__Stated goal 1__: In the passage on spinel inclusions, what did Kim et al. report would avoid spinel inclusion in the type 304 stainless steel melt deoxidized by Al and Ti?

__Page__:
__________

Some studies to clarify the formation mechanism of spinel inclusion have been reported. Itoh et al.[2] studied the inclusion compositions in liquid steel deoxidized by Al in a dolomite crucible. The experimental results agree with the phase stability diagram of spinel inclusion estimated from the existing thermodynamic data. Ohta and Suito[3] studied the thermodynamic equilibria of Ca-O and Mg-O in liquid iron with CaO-SiO2-Al2O3-MgO slags on top at 1873 K (1600 °C) using a CaO or MgO crucibles. In their report, the phase stability regions in Fe-Al-Ca-O and Fe-Al-Mg-O systems at 1873 K (1600 °C) are in reasonable agreement with the experimental data. Some works performed by Nishi and Shinme[4] and Okuyama et al.[5] focused on the effect of slag basicity on MgO content in inclusions in a stainless steel. Kim et al.[6] reported that the spinel inclusion in the type 304 stainless steel melt deoxidized by Al and Ti could be avoided by decreasing both MgO content in an argon oxygen decarburization (AOD) slag and Al content in the melt. These previous investigations[25] indicated that the presence of a limited amount of dissolved Mg and Al (a couple of mass ppm) enables the formation of spinel inclusion in steels.

__________

__Stated goal 2__: Count the lines of the entries that contain the string "metal", with case counting, and give only the number.

__Data listing__:
__________

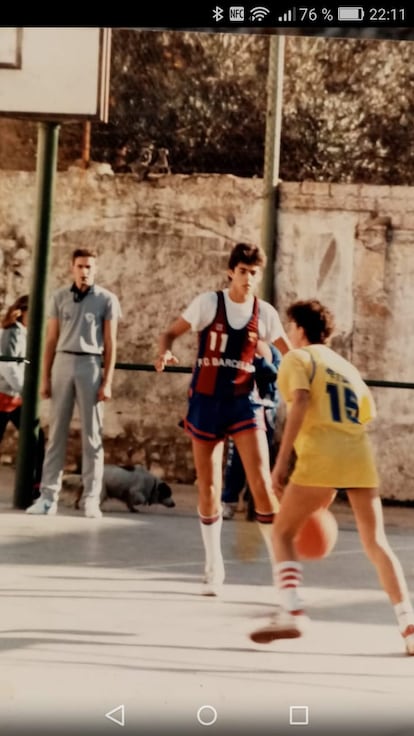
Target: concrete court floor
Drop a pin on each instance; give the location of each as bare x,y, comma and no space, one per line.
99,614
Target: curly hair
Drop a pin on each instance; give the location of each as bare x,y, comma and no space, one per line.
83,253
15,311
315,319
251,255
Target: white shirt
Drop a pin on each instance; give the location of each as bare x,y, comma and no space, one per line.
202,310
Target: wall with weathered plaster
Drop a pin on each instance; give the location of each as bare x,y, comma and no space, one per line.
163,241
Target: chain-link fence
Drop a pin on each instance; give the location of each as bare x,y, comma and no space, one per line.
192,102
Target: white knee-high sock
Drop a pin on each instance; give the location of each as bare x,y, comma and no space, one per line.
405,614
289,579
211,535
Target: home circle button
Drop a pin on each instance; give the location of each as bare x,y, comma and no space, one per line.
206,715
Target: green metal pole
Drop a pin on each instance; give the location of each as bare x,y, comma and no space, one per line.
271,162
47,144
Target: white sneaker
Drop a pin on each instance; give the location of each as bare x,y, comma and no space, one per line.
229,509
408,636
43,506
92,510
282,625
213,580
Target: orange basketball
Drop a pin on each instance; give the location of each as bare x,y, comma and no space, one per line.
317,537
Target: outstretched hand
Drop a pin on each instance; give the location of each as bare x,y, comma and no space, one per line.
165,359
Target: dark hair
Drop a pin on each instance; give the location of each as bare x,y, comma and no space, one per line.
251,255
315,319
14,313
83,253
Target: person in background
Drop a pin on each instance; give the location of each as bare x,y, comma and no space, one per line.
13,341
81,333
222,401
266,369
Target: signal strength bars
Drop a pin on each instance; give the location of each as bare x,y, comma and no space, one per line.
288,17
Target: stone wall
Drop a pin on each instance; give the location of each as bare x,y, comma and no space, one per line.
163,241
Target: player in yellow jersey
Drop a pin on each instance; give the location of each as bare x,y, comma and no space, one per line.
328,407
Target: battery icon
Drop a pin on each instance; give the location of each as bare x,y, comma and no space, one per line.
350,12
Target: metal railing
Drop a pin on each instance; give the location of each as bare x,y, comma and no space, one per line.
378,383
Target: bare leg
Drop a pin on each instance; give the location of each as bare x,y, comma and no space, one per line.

__________

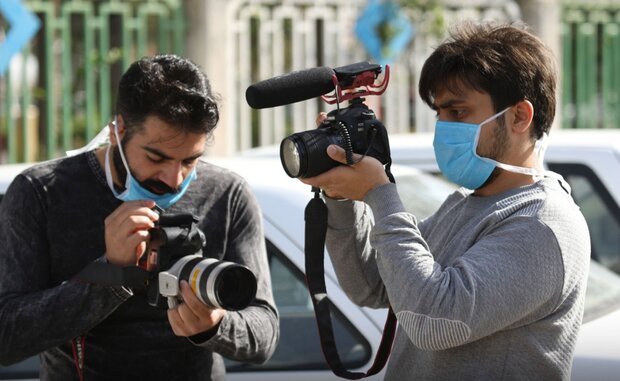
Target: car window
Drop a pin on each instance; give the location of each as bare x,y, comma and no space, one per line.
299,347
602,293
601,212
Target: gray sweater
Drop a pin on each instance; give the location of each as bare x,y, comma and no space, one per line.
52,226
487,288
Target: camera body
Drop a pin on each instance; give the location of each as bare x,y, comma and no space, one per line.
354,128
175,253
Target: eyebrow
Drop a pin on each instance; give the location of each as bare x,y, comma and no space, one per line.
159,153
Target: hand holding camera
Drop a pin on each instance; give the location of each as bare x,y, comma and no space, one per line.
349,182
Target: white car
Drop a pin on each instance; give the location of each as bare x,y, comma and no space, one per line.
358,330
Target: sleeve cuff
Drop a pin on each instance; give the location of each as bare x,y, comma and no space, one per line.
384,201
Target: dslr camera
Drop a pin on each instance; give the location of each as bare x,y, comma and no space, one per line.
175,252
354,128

__________

__Final result 1__: Decreasing both the MgO content in the argon oxygen decarburization (AOD) slag and the Al content in the melt.

__Final result 2__: 2